» Work required: Count the lines in the records that contain the word "tower", treating case as significant, and reply with only the number.

» Excerpted records:
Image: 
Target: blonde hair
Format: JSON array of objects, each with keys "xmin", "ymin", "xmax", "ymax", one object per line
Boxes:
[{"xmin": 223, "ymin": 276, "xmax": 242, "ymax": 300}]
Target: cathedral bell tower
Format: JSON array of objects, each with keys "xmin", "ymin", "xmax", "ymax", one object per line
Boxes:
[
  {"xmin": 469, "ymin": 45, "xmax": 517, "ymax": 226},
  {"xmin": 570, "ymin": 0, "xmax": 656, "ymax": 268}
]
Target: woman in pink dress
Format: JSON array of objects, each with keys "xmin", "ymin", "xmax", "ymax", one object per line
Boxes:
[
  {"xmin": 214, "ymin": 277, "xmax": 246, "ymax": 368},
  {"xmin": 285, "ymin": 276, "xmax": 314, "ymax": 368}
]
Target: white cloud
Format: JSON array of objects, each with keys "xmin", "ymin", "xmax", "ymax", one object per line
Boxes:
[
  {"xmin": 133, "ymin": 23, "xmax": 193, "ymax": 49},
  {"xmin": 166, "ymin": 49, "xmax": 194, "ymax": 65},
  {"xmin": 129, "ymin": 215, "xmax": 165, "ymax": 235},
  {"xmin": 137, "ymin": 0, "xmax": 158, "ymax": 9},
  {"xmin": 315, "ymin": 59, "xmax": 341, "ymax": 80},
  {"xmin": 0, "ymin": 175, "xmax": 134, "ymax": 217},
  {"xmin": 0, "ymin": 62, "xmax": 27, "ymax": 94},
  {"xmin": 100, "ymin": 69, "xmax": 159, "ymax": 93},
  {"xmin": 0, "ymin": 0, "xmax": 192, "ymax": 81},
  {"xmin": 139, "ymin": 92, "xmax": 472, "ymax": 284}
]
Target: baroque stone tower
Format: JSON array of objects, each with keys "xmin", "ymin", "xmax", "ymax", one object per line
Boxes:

» Solution for this exercise: 2